# Problem requirements
When you write out the listing, keep each word exactly as it stands but include none of its images.

# Listed records
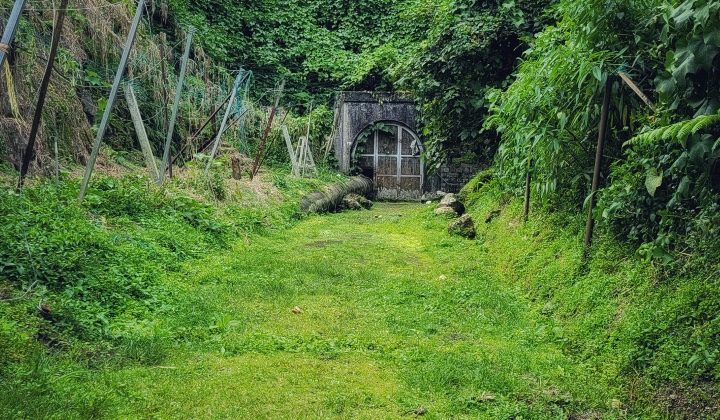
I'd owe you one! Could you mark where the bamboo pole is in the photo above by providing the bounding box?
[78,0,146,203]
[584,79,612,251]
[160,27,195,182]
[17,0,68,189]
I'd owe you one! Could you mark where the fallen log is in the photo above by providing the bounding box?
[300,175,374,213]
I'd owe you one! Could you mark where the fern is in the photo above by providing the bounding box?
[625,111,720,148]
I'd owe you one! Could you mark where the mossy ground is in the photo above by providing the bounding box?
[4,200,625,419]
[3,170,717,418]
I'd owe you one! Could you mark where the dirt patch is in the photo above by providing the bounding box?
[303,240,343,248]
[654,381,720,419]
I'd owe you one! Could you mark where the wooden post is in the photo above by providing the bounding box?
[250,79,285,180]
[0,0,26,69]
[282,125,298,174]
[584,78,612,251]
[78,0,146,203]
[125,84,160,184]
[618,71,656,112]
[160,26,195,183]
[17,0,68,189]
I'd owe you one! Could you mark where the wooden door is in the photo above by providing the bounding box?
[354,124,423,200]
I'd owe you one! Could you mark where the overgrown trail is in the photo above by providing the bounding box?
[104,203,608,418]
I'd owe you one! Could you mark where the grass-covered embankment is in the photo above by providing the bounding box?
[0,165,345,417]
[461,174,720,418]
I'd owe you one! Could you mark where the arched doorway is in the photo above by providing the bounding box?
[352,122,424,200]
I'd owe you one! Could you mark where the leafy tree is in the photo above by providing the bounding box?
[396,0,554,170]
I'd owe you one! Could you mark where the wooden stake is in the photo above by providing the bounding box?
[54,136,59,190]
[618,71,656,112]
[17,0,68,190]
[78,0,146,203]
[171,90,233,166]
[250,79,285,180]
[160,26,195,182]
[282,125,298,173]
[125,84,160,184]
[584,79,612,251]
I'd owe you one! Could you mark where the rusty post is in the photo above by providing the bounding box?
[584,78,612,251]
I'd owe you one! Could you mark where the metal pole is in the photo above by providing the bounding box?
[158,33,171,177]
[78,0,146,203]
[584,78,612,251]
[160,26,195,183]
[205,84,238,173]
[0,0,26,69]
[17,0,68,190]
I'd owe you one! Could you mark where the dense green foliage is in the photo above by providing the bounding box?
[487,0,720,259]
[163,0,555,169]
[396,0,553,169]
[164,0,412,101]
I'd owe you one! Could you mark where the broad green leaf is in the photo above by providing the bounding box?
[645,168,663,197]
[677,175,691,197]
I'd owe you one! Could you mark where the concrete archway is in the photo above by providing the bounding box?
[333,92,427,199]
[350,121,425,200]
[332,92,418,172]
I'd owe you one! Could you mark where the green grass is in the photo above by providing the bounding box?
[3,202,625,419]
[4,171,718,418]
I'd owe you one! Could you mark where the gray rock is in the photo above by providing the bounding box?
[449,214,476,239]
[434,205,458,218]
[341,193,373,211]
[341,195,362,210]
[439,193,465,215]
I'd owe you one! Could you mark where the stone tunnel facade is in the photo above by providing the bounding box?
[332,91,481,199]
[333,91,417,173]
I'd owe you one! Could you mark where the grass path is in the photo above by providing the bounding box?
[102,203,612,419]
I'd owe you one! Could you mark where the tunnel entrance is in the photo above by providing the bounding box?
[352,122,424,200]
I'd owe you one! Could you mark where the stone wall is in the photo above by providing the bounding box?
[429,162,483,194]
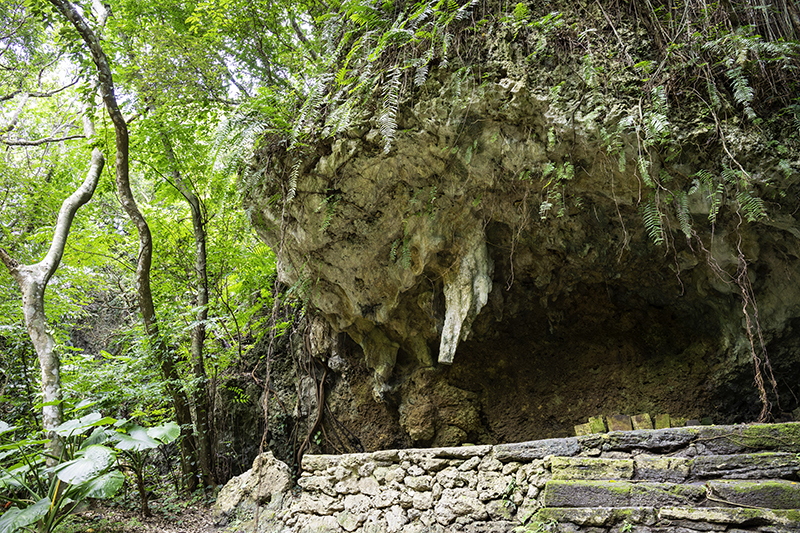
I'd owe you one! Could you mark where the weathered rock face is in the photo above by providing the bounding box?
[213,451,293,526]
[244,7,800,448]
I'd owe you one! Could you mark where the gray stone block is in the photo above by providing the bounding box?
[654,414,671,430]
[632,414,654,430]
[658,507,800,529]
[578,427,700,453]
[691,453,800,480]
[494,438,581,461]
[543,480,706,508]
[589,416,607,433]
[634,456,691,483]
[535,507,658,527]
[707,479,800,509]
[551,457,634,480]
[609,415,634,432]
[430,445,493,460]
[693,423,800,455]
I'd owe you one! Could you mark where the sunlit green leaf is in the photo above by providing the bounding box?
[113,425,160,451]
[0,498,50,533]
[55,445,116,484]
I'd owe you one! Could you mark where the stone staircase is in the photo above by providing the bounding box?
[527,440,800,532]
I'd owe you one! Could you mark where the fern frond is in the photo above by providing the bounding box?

# Response to this task
I'd owe you one! Could you mark where the bamboo pole is in the photo above by providing the bounding box?
[78,0,146,203]
[584,79,612,251]
[160,27,195,182]
[17,0,68,189]
I'd owe you one! Could you mark where the fallen log is in the photo above by providing the bounding box?
[300,175,374,213]
I'd owe you one! Could you mark where the fern is in the photo above by providing the bounding box?
[625,111,720,148]
I'd owe you one! Could you mark where the mossy ground is in the photo above by providing the bounding box?
[4,200,625,419]
[3,170,717,418]
I'd owe you one! Could you mark where the dirt patch is in the photo above by providing the bounding box?
[303,240,343,248]
[654,381,720,419]
I'd owe you one! Could you mark where the wooden post is in the photo above by providing the bounding box?
[250,79,285,180]
[0,0,26,69]
[282,125,298,174]
[584,78,612,251]
[78,0,146,203]
[125,84,160,184]
[618,71,656,112]
[160,26,195,183]
[17,0,68,189]
I'd owe you one! Could you mark where the wooden door is in the photo above by providing the bounding box?
[354,124,423,200]
I'd owe you one! Could you mark where the overgrown trail is in the photo above by providing the bounding box?
[104,203,608,418]
I'd owe you one! Could you mark where the grass-covered embankment is in the photo above by providing the bounding box?
[0,165,345,417]
[461,174,720,418]
I'd owe you one! Could you mark where the arched doorway is in the photo above by providing the bounding box?
[352,122,424,200]
I'd owe you one! Could you mark where the leafy tree is in the photo above by providing the bounding box?
[396,0,554,170]
I'd owe you one! Could you mark where the wooden stake is in the photo above by providing the bounding box?
[54,136,59,190]
[618,71,656,112]
[17,0,68,190]
[78,0,146,203]
[171,90,233,166]
[250,79,285,180]
[160,26,195,182]
[282,125,298,173]
[125,84,160,184]
[584,79,612,251]
I'd owe you one! Could you mark where the rusty post is in the photo above by providing the bounding box?
[584,78,612,251]
I'd owe you one! Could you mark where the metal pole is in the photo above by providing the bounding box?
[158,33,171,177]
[78,0,146,203]
[584,78,612,251]
[160,26,195,183]
[205,84,238,173]
[0,0,26,69]
[17,0,68,190]
I'd owe you one! Could you mark where the dense green foliage is in the photo above by providing the bounding box?
[487,0,720,259]
[163,0,555,169]
[396,0,553,169]
[164,0,412,101]
I'd owe you one! Could you mark where the broad green leaf is in the photo above by providing the bounding box?
[645,168,663,197]
[677,175,691,197]
I'd owe you one! Could you mark where the concrete archway is in the photo above by providing the bounding box?
[333,92,427,199]
[350,121,425,200]
[332,92,418,172]
I'd owe you one! Could you mark where the green grass is in the photo above by providing the bounding box?
[3,202,625,419]
[4,171,718,418]
I'd owe you one! Could you mark where the gray rock is in the photo above by providing the bounding box?
[449,214,476,239]
[434,205,458,218]
[341,193,373,211]
[341,195,362,210]
[439,193,465,215]
I'd owe you one! Could you mark where the stone tunnel facade is in the photo above by providing the bounding box?
[332,91,481,199]
[333,91,417,173]
I'd owe you one! Could you mark where the grass path is in the photo above by providing the bounding box?
[102,203,612,419]
I'd owe you one! Could you mark where the tunnel entrance is in the photo above by providing the bounding box?
[352,122,424,200]
I'd owe you one! Could you mark where the stone wall is in the photo above by providing the bounding box?
[429,162,483,194]
I'd owe you one! Could you mark where the weathered rock face is in the photo above by providing the bounding box?
[213,451,293,526]
[244,7,800,448]
I'd owe you one! Could you mark where the gray stone block is in the photo above by providing the bounding box?
[654,414,671,430]
[632,414,654,430]
[658,507,800,529]
[578,427,700,453]
[691,453,800,480]
[494,438,581,461]
[543,480,706,508]
[589,416,607,433]
[634,456,691,483]
[535,507,658,527]
[707,479,800,509]
[551,457,634,480]
[609,415,634,432]
[430,445,493,460]
[693,423,800,455]
I'd owe you one! Could you mark where the sunlit green leaf is in the photo above by providing the bounding box?
[113,425,160,451]
[0,498,50,533]
[55,445,116,484]
I'd owe you one! Could you mark where the stone staircase is in the photo above by providing the bounding box?
[527,440,800,532]
I'd owe you one! Could you mark where the fern frond is in the photo above by providing the bounding box?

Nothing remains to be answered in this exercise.